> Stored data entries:
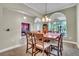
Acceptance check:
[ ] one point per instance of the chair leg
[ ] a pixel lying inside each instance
(27, 48)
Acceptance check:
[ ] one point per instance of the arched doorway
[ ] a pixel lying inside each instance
(37, 24)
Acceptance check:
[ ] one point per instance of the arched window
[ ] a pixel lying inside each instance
(37, 24)
(58, 24)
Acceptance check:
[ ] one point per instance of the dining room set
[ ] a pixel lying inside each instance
(46, 43)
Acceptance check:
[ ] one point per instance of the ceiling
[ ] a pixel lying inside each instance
(51, 7)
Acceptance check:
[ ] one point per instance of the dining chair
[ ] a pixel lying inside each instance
(29, 40)
(40, 45)
(57, 45)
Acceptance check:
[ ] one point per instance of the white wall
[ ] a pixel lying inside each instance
(12, 20)
(77, 23)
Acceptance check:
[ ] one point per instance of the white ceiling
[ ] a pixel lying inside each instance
(51, 7)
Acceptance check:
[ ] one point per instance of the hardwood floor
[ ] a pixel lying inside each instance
(69, 50)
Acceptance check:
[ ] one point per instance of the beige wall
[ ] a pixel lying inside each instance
(12, 20)
(71, 22)
(70, 14)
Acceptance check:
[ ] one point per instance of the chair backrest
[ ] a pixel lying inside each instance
(29, 36)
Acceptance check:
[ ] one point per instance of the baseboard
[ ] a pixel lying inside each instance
(10, 48)
(72, 43)
(19, 45)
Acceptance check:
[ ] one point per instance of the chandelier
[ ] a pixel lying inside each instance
(45, 18)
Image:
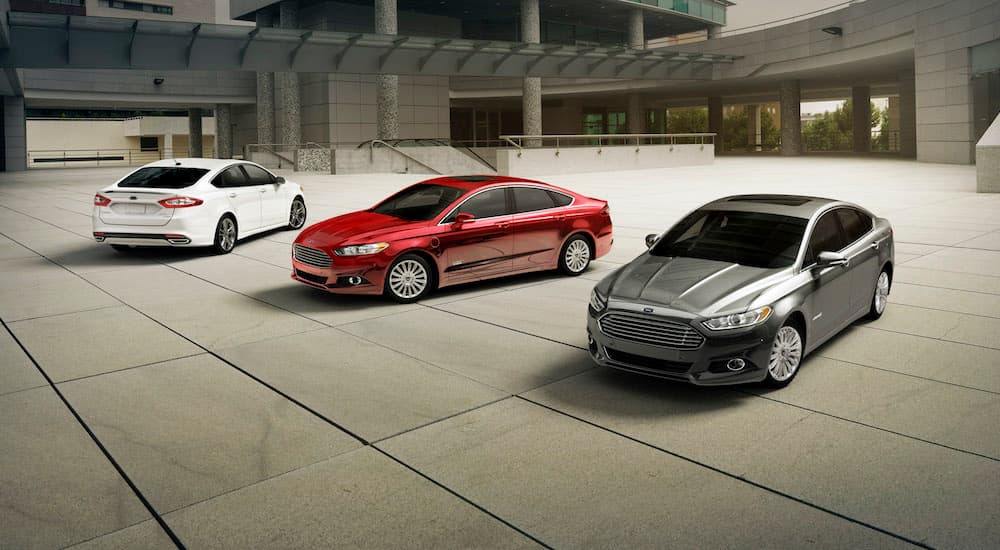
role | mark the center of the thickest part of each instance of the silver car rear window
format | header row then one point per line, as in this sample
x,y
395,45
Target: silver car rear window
x,y
163,177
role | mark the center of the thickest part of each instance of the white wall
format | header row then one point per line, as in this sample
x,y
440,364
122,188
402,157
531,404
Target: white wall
x,y
549,160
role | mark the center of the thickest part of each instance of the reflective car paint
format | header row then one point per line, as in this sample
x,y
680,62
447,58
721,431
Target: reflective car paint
x,y
477,249
689,291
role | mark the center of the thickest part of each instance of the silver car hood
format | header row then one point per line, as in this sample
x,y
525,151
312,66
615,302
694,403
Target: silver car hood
x,y
700,287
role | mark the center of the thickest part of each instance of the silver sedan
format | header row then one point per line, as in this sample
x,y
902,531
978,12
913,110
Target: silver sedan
x,y
741,289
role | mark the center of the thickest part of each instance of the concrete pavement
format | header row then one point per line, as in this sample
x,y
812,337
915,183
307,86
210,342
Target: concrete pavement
x,y
166,398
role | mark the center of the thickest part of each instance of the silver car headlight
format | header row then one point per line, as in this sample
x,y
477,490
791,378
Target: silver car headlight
x,y
361,249
739,320
597,301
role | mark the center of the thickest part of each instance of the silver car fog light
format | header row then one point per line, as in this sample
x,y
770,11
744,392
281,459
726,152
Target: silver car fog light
x,y
736,364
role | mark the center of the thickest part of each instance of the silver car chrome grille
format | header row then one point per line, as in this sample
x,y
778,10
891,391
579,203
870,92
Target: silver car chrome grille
x,y
651,331
311,256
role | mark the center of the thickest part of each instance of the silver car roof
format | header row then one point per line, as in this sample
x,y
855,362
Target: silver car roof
x,y
799,206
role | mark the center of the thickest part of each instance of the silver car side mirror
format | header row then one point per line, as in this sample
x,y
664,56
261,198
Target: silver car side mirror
x,y
828,259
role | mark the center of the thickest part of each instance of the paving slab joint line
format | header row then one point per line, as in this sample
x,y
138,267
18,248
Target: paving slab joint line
x,y
196,344
462,498
871,426
734,476
907,374
121,472
526,333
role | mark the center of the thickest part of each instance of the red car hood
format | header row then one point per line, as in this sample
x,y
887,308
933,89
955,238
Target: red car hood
x,y
354,227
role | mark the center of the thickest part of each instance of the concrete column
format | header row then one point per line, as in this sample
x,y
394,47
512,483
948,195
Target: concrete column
x,y
753,127
861,99
224,131
387,85
907,115
265,91
194,133
531,102
791,118
636,116
715,121
15,140
636,32
288,87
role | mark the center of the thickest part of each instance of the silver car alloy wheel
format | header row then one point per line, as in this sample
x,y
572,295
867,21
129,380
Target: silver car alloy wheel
x,y
227,234
577,255
786,353
881,292
298,216
408,279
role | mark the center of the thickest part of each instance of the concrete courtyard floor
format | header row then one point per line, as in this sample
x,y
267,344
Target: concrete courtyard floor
x,y
170,397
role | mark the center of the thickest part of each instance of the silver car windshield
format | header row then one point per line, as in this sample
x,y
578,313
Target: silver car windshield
x,y
747,238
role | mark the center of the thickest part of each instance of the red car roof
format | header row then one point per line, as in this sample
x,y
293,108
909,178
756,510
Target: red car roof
x,y
471,183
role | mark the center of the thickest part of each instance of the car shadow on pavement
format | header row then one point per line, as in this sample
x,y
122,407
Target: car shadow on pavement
x,y
638,396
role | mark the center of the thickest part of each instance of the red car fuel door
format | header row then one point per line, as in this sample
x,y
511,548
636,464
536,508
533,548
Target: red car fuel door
x,y
477,249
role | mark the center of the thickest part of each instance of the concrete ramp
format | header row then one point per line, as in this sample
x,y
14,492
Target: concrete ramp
x,y
437,159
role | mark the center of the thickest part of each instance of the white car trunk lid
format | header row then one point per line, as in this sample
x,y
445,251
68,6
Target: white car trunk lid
x,y
136,207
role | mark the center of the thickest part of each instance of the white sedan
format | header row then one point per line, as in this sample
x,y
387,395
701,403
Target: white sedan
x,y
195,202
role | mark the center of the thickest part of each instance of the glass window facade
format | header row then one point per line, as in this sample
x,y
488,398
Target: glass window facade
x,y
706,9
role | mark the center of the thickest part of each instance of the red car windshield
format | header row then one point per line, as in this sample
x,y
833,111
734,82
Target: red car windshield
x,y
421,202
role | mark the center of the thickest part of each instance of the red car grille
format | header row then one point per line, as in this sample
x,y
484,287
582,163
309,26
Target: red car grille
x,y
311,256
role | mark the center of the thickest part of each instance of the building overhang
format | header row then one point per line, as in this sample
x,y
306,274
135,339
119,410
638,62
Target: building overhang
x,y
60,42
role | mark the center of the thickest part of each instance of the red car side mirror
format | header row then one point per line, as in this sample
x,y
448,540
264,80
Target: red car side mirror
x,y
463,217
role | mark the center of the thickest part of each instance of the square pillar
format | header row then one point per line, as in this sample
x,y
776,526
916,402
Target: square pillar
x,y
531,100
287,84
715,117
265,91
224,131
754,136
194,133
387,85
636,30
907,115
861,98
15,135
791,118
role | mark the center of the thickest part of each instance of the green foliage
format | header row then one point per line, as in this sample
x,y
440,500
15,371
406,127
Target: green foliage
x,y
833,131
735,134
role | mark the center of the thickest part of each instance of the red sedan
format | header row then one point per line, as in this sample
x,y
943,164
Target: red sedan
x,y
452,230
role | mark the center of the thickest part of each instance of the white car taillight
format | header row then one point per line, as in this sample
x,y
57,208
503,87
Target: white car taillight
x,y
179,202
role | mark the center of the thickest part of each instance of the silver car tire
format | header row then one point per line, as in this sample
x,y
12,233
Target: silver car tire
x,y
786,356
880,297
575,255
408,279
297,214
225,235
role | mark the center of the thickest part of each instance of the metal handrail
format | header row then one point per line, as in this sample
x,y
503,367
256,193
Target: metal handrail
x,y
371,154
559,138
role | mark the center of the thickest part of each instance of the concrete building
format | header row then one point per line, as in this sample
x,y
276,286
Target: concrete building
x,y
937,59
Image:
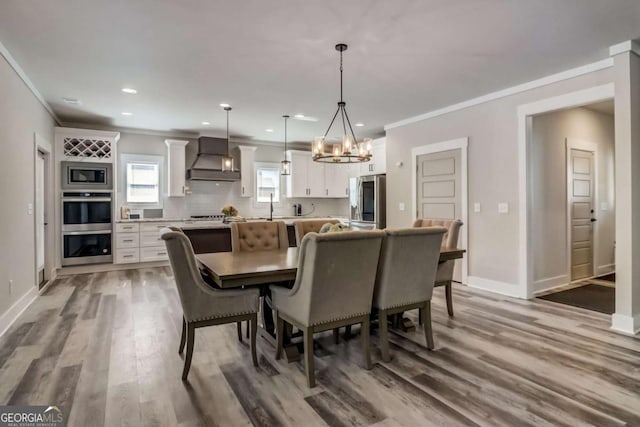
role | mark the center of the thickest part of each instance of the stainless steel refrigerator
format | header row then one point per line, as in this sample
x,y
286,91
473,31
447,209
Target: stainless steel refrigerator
x,y
368,202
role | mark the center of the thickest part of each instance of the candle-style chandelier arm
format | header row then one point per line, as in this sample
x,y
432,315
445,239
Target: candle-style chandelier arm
x,y
332,120
350,128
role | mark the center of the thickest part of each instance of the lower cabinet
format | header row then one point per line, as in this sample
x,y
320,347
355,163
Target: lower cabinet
x,y
140,242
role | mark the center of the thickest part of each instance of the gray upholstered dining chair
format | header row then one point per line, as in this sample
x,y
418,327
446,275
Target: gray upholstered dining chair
x,y
333,288
444,275
405,277
304,226
259,236
203,305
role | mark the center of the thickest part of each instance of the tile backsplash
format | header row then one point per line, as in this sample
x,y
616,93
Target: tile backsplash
x,y
209,198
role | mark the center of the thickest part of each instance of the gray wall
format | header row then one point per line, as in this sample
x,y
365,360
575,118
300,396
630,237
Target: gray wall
x,y
549,194
210,197
493,245
20,116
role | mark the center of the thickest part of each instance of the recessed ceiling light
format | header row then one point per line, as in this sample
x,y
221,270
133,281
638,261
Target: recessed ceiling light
x,y
71,101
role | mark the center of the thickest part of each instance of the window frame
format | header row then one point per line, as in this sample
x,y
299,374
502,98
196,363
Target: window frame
x,y
267,165
125,159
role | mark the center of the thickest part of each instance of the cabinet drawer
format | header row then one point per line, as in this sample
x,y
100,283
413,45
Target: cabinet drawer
x,y
154,226
127,227
151,238
129,255
127,240
153,253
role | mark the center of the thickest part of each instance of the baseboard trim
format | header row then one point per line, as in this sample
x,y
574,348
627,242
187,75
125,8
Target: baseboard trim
x,y
18,307
550,283
503,288
628,325
100,268
605,269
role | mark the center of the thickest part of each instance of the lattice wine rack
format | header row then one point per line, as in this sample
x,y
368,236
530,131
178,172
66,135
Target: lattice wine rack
x,y
87,147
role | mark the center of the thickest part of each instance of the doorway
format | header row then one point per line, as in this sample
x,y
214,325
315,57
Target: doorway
x,y
573,189
440,188
42,212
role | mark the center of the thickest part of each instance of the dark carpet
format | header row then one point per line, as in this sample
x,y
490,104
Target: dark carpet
x,y
608,277
592,297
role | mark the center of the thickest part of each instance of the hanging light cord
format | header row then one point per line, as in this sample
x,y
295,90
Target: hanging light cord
x,y
341,108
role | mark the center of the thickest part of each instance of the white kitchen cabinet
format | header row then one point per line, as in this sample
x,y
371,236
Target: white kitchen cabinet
x,y
337,180
141,242
176,160
307,177
378,162
247,159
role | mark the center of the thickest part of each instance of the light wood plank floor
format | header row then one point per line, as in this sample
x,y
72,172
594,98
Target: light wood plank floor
x,y
104,346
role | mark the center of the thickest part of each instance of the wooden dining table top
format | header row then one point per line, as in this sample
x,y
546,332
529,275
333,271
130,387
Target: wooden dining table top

> Exercise requirements:
Return the lines above that include the string "wooden".

> Written response:
role | mark the center of the thickest part of each instance of the wooden dining table top
Target: wooden dining table top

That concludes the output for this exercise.